## Try it
Retype all of the data without changing a single word.

## Dataset extract

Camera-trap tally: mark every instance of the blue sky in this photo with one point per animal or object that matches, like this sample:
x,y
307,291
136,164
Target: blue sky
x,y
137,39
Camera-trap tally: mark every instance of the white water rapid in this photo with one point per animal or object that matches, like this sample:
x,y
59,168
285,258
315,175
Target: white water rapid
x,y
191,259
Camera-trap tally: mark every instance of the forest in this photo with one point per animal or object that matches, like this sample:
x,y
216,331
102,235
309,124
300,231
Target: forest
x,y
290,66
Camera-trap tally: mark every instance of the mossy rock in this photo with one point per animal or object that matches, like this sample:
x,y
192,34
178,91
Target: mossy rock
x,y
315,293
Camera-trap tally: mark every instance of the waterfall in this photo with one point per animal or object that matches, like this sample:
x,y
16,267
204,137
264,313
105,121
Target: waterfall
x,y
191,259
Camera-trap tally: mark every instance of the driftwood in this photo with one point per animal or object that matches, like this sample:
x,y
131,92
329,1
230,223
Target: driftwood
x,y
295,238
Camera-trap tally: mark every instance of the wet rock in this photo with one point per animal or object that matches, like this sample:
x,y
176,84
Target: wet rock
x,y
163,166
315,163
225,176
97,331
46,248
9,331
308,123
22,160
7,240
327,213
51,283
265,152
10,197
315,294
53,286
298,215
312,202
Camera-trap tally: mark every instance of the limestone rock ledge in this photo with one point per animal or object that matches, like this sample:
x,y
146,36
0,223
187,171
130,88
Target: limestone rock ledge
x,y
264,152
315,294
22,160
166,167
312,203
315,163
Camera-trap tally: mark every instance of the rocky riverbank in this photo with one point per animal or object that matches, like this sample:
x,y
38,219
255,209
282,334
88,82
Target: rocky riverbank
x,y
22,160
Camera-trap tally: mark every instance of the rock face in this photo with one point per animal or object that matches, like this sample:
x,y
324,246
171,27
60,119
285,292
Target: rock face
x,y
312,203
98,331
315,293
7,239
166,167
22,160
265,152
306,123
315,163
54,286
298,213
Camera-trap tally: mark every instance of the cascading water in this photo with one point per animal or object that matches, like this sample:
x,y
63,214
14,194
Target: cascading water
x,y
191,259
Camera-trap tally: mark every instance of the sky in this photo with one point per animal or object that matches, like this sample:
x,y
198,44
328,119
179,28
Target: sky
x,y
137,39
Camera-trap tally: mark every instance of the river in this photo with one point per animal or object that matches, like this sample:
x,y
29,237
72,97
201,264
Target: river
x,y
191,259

## Answer space
Camera-trap tally: mark every instance of the blue sky in this photo with one point per animal or object that matches, like this sample:
x,y
307,291
136,164
Target: blue sky
x,y
137,39
Camera-trap tally: mark every instance of the white water rapid in this photo with one point per animal or object that matches, like this sample:
x,y
59,168
285,258
315,175
Target: white water rapid
x,y
191,259
Camera-trap tally: mark every instance of the forest in this photo with one point per animal or object that matches, like this sample:
x,y
216,331
102,235
309,124
300,231
Target: forest
x,y
290,66
Camera-trap tally: mark every instance of the mossy rock in this photo with one point per animal or object that matches, like this sample:
x,y
192,34
178,91
Target: mossy rock
x,y
315,293
Camera-trap tally: mark every instance of the waterfall in this photo with one point per animal or object that matches, like this sample:
x,y
16,267
204,137
264,313
105,121
Target: waterfall
x,y
191,259
Camera-trap tally: mark every instance of the driftwood in this photo with one point per animal or object that matches, like this sample:
x,y
131,92
329,1
230,223
Target: driftwood
x,y
295,238
Camera-trap tally: mark every instance of the wet rock in this photo with one point per animal or object that matches, like this sample:
x,y
176,84
Target: wet rock
x,y
163,166
315,163
225,176
97,331
46,248
9,331
308,123
22,160
7,240
327,213
51,283
265,152
10,197
315,294
53,286
298,215
312,202
Camera-trap tally: mark every instance of the limestone rock ledge in this photo with one point per animal or object that matches, like this sample:
x,y
146,36
0,223
187,171
130,88
Target: limestone rock ledge
x,y
264,152
315,294
22,160
166,167
312,203
315,163
Camera-trap tally: mark every instance of the rocky riverbank in this photo with one point per animal or object that matches, like this sample:
x,y
38,219
255,209
282,334
88,82
Target: rocky riverbank
x,y
22,160
Camera-trap tally: mark every instance of the rock face in this photo with one point per animal or object that matches, like this sample:
x,y
324,246
171,27
60,119
285,292
Target: rock face
x,y
312,203
98,331
315,293
7,239
166,167
22,160
265,152
306,123
315,163
54,286
298,213
Camera-trap tally: mark every instance of the cascading water in this photo with one point per animal or object that matches, like this sample:
x,y
63,214
14,194
Target: cascading water
x,y
191,259
Camera-trap tally: mark every instance of the sky in this photo with one point per animal or object that matches, like this sample:
x,y
198,44
328,119
179,28
Target: sky
x,y
137,39
Camera-trap tally: mark every instance of the river in this photo with one point per animal or object that matches, like this sample:
x,y
29,237
72,97
201,264
Target: river
x,y
191,259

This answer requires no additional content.